▶ _Exercise prompt_
Take the entries below and reproduce them word for word.

A run of records

□ □ □ □ □ □ □

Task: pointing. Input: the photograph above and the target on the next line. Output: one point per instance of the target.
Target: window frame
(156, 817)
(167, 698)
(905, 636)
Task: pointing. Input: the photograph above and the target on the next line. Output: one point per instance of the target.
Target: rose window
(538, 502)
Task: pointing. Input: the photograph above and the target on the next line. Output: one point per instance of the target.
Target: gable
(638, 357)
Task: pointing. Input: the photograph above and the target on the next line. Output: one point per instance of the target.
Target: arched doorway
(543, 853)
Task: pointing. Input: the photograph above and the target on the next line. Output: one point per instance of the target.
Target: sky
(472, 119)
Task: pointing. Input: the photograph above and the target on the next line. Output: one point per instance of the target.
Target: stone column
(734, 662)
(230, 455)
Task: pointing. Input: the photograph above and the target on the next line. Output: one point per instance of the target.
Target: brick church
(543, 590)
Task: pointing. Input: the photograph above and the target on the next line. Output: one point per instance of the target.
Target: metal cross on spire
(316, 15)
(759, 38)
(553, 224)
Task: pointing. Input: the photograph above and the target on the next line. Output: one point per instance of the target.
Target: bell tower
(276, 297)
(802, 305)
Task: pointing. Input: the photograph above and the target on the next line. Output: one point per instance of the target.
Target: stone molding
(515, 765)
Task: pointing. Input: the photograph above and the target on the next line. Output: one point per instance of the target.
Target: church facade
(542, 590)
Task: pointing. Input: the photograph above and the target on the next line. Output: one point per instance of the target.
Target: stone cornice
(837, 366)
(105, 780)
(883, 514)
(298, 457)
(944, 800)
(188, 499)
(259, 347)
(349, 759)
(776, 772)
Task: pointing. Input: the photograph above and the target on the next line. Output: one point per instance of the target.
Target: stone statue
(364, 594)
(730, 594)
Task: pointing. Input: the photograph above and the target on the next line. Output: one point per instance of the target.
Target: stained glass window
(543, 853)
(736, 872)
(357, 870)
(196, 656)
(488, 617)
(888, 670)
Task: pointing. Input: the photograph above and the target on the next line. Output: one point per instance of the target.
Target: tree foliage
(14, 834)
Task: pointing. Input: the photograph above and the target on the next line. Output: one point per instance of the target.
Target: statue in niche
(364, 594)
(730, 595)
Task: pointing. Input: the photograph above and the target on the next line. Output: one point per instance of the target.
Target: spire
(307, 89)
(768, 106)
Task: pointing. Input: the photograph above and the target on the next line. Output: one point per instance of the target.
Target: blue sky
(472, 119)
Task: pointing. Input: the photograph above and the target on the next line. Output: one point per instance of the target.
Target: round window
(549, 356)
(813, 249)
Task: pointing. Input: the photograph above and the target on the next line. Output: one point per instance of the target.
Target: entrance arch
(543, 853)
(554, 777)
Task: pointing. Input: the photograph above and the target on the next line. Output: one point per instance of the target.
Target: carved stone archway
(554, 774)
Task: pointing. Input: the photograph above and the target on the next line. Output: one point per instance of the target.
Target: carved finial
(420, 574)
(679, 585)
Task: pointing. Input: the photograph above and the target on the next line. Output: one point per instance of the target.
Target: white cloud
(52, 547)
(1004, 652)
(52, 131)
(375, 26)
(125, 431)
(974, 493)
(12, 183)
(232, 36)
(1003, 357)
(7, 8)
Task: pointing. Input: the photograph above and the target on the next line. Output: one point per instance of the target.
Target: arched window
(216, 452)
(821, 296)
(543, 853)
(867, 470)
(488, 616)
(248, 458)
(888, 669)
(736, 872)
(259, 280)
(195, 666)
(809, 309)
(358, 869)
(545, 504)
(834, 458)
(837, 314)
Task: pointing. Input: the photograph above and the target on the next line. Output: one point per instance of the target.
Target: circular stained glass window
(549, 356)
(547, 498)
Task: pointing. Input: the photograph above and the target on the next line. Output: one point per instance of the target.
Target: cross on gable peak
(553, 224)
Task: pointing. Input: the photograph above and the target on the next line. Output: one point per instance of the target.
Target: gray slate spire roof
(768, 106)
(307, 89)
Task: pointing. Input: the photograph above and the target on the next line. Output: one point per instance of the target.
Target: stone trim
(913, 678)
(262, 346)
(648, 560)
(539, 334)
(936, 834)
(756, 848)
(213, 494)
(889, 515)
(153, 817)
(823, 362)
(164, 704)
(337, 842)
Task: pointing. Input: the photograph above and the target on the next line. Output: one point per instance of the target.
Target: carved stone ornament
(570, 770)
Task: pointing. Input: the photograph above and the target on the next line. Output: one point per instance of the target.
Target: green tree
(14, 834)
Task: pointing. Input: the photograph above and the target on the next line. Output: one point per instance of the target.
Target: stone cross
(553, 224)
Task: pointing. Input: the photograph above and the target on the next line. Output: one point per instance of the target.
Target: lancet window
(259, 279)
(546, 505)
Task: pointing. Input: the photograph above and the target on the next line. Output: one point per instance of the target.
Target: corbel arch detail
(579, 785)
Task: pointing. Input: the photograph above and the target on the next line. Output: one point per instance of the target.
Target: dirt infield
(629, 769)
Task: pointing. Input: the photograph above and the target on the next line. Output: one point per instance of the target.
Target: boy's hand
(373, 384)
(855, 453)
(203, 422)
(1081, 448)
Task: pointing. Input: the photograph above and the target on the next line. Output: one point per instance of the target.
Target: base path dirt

□ □ □ □ □ □ □

▶ _Answer for this exercise_
Task: pointing. Input: the photograph above and the target on the next line. Output: one point per instance of the target.
Target: window frame
(156, 817)
(167, 698)
(905, 636)
Task: pointing. Input: the photograph above and the target on the next line. Output: one point per instance of the target.
Target: rose window
(538, 502)
Task: pointing. Input: the photograph above and the target on the next line. Output: one point per instance of the target.
Target: gable
(638, 357)
Task: pointing. Input: the photograph above and the target on the next line. Output: one point per instance of the target.
Target: arched doorway
(543, 853)
Task: pointing. Input: the photograph above and the target on the next line. Output: one point per instance of the target.
Target: sky
(472, 119)
Task: pointing. Input: the photograph above and the target on the next line. Output: one point per instance of the target.
Target: stone column
(734, 662)
(230, 455)
Task: pointing. Input: the photograph above and the target on the next line. Output: one point per instance of the target.
Target: brick church
(543, 590)
Task: pointing. Input: the photograph above and the target on the next line. Output: one point per instance of the target.
Target: metal cross on spire
(316, 15)
(759, 38)
(553, 224)
Task: pointing. Input: the photograph above and the target on the next line. Output: one point per instance of the target.
Target: bell tower
(276, 297)
(802, 305)
Task: pointing. Input: the photograph above and the target on the next line. Output: one point per instance of the target.
Target: stone molding
(515, 765)
Task: pointing. Input: the photograph above and the target on the next line. Output: one point per instance of the target.
Target: church facade
(542, 590)
Task: pointing. Input: the photograph above and the target on the next line. Output: one point per instance of the target.
Target: stone cornice
(837, 366)
(105, 780)
(883, 514)
(298, 457)
(944, 800)
(188, 499)
(259, 347)
(349, 759)
(776, 772)
Task: pointing. Input: the photograph above and the target on the next line. Output: one point per instance of the target.
Target: stone statue
(364, 594)
(730, 594)
Task: pointing. Input: the photograph above and the target on the next line. Output: one point per instance of the target.
Target: stained glass window
(543, 853)
(736, 872)
(357, 870)
(196, 656)
(488, 617)
(888, 670)
Task: pointing. Input: the photograph above and the target on the next line. Output: one point per instance of the target.
Target: tree foliage
(14, 834)
Task: pointing. Input: the photograph above and the target on the next line. Output: one point per instance of the target.
Target: statue in niche
(364, 594)
(730, 595)
Task: pointing. Input: the photograph above and the target on the next line. Output: one point per instance of the target.
Target: spire
(307, 89)
(768, 106)
Task: pointing. Input: the photograph above and the target on the next line. Output: one point per instance of the target.
Target: blue sky
(472, 119)
Task: pointing. Input: the photograph above and the target on the next line. Output: one point per instance of the target.
Target: round window
(549, 356)
(813, 249)
Task: pointing. Input: the photograph above and the target on the next line. Output: one point per instance of the target.
Target: entrance arch
(543, 853)
(554, 777)
Task: pointing. Input: the photograph above and the target on the next line. Output: one point per instance of the target.
Target: carved stone archway
(554, 774)
Task: pointing. Input: the photograph above and the target on the next line. Output: one point per instance of the target.
Target: carved finial
(420, 574)
(679, 585)
Task: pointing. Input: the photograph above and the target on the next line. Output: one point per instance of the target.
Target: white cloud
(52, 547)
(1004, 652)
(52, 131)
(375, 26)
(125, 431)
(974, 493)
(12, 183)
(232, 36)
(1003, 357)
(7, 8)
Task: pointing. Input: the photograph above and the target on the next line. Output: one point per instance of the target.
Target: arched window
(216, 452)
(821, 296)
(543, 853)
(867, 470)
(488, 616)
(248, 458)
(888, 669)
(736, 872)
(259, 280)
(195, 666)
(809, 309)
(358, 869)
(545, 504)
(834, 458)
(837, 314)
Task: pointing. Input: the photograph above and the target on the next line. Output: one point per instance of the target.
Target: circular stained glass window
(549, 356)
(547, 498)
Task: pointing. Input: the photograph above and the target on the next line. Output: one point per instance of the target.
Target: cross on gable peak
(553, 224)
Task: pointing. Input: the photograph above and the target on the next line. Output: one point per instance of the target.
Target: gray slate spire roof
(768, 106)
(307, 89)
Task: pointing. Input: the photograph above and the target on the next line. Output: one point per instance of the target.
Target: stone trim
(913, 678)
(262, 346)
(648, 560)
(539, 334)
(936, 834)
(756, 848)
(213, 494)
(889, 515)
(153, 817)
(823, 362)
(164, 704)
(337, 842)
Task: pointing. Input: the photograph above and the target on the next line. Output: one point per instance of the target.
Target: carved stone ornament
(570, 770)
Task: pointing. Input: the photograph above and the target on the next line. Output: one point per instance of the target.
Target: green tree
(14, 834)
Task: pointing. Input: the photograph above and the target on the next line. Output: one point per instance of the target.
Target: stone cross
(553, 224)
Task: pointing. Input: the photograph above and the target on the next line. Output: one point per instance of the target.
Target: lancet window
(259, 279)
(546, 505)
Task: pointing. Input: the photograph above and the target on the next line. Output: one point per instance of the target.
Target: corbel arch detail
(579, 785)
Task: pointing. Input: the photograph above and the target on the next line. Output: one point per instance of the target.
Target: dirt infield
(629, 769)
Task: pointing. Input: the photograph above and the target on the next line. Output: one point per instance of the target.
Target: boy's hand
(373, 384)
(855, 453)
(203, 422)
(1081, 448)
Task: pointing. Input: the photograph above and the target on the next line. Output: one point per instance of the target.
Target: base path dirt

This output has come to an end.